Return exactly and only these lines: the first of the listing through the one containing "[[199, 464], [248, 322]]".

■ SOURCE MATERIAL ■
⁂

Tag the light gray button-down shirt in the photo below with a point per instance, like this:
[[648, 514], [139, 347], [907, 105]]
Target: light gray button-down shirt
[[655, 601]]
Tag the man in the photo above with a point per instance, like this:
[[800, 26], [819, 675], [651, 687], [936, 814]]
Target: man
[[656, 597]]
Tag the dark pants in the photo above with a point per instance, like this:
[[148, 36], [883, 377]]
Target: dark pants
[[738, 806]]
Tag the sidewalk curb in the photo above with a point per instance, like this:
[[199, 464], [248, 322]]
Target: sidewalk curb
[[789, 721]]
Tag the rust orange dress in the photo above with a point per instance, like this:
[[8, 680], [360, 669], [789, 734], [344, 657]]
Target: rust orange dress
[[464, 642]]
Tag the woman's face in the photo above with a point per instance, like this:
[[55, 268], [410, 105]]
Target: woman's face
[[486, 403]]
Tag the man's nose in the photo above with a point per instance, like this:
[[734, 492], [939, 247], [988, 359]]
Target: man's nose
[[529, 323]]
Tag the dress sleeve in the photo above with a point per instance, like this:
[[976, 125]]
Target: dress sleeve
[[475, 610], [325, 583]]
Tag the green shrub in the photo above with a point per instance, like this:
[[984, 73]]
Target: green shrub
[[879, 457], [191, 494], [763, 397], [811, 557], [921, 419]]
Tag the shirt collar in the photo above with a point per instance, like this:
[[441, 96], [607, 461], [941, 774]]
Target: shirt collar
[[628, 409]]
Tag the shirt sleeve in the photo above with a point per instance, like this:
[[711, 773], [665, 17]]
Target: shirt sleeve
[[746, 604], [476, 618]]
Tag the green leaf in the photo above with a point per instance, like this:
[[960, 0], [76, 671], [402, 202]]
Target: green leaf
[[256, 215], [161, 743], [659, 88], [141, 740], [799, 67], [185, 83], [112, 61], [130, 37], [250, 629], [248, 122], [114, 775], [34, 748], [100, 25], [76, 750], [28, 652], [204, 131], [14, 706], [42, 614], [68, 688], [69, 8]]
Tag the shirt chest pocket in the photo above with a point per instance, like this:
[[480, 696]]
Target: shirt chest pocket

⁂

■ PROBLEM SOLUTION ■
Tag the light gray button-down shirt in the photo below with a point per instance, like this:
[[648, 514], [139, 347], [907, 105]]
Target: light gray button-down shirt
[[655, 601]]
Tag the man in the photo above with a point per instance, like this:
[[800, 26], [819, 675], [651, 687], [936, 814]]
Target: man
[[656, 597]]
Tag the dark pants in the photo above with a point per instance, like this:
[[148, 36], [883, 377]]
Target: dark pants
[[738, 806]]
Tag the sidewalk curb in the photo above with a point per instance, like this:
[[199, 464], [248, 322]]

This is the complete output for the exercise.